Exercise prompt =>
Copy out, in full, each line of the material that contains the string "positive".

Records drawn from a collection =>
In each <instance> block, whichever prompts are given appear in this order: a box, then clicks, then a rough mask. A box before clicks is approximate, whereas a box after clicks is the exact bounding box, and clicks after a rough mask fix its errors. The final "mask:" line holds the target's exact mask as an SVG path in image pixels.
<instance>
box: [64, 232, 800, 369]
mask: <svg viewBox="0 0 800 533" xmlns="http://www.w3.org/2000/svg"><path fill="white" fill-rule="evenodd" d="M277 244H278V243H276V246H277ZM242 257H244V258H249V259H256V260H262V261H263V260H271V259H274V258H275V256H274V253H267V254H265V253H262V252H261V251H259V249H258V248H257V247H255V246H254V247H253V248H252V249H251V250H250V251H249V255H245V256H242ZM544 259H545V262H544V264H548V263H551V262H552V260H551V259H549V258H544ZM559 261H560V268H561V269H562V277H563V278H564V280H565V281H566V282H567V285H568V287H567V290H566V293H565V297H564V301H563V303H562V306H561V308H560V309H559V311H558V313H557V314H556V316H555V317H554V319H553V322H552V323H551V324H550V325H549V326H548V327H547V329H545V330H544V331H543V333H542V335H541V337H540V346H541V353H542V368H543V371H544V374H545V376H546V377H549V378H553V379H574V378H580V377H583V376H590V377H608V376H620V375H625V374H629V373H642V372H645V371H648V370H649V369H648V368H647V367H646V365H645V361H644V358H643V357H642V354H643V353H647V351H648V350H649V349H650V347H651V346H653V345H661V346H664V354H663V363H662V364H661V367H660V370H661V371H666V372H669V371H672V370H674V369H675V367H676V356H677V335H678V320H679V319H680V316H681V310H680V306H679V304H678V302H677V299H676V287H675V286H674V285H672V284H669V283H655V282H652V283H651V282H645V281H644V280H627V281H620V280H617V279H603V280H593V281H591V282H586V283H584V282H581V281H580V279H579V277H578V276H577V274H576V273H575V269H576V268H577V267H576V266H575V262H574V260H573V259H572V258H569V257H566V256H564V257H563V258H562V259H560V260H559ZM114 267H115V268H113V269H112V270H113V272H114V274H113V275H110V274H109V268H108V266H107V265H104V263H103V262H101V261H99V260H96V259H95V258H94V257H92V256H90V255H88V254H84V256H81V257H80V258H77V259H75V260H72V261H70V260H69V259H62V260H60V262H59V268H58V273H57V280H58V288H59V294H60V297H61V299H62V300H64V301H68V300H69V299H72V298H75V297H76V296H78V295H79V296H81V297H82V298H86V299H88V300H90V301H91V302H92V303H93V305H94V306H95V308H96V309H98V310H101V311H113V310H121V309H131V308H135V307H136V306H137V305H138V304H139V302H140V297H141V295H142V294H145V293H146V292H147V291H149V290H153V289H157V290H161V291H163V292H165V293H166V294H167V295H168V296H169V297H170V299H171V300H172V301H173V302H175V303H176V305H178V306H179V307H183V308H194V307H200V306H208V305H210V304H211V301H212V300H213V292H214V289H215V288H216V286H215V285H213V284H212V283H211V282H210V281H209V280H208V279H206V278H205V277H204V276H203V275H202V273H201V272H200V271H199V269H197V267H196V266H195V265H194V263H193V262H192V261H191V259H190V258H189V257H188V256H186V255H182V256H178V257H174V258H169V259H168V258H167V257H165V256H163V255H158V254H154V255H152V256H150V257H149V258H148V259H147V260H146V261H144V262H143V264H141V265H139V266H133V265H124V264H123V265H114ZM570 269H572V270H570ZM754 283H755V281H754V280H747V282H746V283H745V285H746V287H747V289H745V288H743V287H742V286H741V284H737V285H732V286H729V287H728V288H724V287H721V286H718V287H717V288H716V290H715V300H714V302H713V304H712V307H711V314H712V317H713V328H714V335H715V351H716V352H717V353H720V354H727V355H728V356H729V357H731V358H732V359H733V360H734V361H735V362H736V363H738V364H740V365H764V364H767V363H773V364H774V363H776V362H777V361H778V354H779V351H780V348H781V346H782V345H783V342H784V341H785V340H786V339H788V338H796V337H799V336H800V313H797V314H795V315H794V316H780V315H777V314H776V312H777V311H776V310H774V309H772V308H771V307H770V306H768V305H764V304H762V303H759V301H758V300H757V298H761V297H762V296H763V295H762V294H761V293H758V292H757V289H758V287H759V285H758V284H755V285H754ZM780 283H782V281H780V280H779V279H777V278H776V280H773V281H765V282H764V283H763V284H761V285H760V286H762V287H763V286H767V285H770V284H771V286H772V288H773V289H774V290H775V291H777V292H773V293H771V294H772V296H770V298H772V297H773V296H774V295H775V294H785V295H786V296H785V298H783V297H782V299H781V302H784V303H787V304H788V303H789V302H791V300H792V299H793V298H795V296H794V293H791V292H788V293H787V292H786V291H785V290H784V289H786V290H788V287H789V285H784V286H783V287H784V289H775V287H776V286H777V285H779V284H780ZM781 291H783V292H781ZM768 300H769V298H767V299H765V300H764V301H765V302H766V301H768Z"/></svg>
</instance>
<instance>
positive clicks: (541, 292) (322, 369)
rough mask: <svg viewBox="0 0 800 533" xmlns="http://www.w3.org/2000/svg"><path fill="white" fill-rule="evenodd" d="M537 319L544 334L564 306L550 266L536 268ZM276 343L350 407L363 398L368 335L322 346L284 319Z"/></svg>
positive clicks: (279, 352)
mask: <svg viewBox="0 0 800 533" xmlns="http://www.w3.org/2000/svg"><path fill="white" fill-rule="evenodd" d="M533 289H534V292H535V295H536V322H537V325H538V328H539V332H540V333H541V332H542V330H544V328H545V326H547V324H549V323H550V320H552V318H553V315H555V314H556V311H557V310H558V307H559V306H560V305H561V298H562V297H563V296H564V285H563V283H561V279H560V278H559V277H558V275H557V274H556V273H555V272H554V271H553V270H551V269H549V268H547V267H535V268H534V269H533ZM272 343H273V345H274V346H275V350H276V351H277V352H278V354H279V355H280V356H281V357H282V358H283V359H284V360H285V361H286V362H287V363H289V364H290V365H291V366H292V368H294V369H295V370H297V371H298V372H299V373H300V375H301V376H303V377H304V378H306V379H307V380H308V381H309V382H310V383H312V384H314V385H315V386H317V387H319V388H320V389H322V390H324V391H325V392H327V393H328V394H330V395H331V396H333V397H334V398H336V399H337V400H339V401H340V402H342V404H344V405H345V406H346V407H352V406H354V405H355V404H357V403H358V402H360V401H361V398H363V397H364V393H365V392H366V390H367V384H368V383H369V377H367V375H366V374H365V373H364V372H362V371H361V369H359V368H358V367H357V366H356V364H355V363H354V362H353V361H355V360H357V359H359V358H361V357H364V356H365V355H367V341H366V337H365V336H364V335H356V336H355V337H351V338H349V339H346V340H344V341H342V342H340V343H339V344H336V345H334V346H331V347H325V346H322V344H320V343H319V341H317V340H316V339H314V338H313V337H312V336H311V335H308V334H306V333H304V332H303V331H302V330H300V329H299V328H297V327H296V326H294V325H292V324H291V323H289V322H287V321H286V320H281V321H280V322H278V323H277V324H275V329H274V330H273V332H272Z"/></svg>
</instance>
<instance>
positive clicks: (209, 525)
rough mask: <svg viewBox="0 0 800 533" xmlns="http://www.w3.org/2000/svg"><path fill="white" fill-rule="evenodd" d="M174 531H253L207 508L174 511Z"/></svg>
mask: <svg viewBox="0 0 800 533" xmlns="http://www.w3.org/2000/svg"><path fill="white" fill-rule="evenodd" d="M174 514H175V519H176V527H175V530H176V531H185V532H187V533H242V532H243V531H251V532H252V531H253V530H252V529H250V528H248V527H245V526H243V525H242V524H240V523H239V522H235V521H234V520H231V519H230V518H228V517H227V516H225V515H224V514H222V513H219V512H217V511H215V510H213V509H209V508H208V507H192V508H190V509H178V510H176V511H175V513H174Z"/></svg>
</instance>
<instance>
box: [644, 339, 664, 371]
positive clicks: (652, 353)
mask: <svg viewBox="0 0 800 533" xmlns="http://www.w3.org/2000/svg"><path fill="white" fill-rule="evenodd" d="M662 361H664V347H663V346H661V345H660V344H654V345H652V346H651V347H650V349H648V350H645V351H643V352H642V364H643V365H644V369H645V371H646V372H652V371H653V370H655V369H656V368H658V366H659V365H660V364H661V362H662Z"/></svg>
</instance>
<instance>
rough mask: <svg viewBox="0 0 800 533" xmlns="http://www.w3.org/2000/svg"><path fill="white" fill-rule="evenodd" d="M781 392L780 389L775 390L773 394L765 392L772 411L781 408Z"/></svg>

Task solution =>
positive clicks: (541, 292) (322, 369)
positive clicks: (279, 352)
positive clicks: (209, 525)
positive clicks: (652, 353)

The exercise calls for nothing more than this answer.